= TASK OBJECTIVE =
For this exercise, write out each entry below exactly, omitting the images.
___ DATASET CONTENT ___
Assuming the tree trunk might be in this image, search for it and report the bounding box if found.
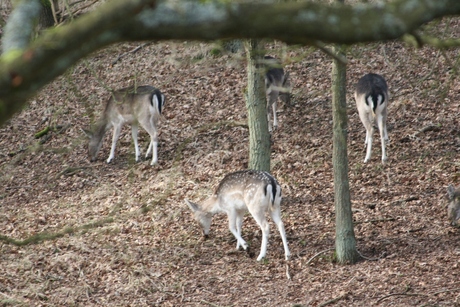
[38,0,58,30]
[1,0,41,53]
[244,39,270,172]
[331,44,359,264]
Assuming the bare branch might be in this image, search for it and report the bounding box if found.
[0,0,156,126]
[129,0,460,44]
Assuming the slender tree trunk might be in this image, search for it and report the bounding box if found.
___
= SOLUTION TO THIS PROBLEM =
Assuming the tree trunk might be in this image, search for it and report the bounding box if found.
[38,0,58,30]
[1,0,41,53]
[244,39,270,172]
[331,44,359,264]
Assuming the bare branch might be in this image, search for it and report the bounding box if found.
[0,0,156,126]
[129,0,460,44]
Assuming the slender tree trunk might be in this image, search for it and report the bounding box if found.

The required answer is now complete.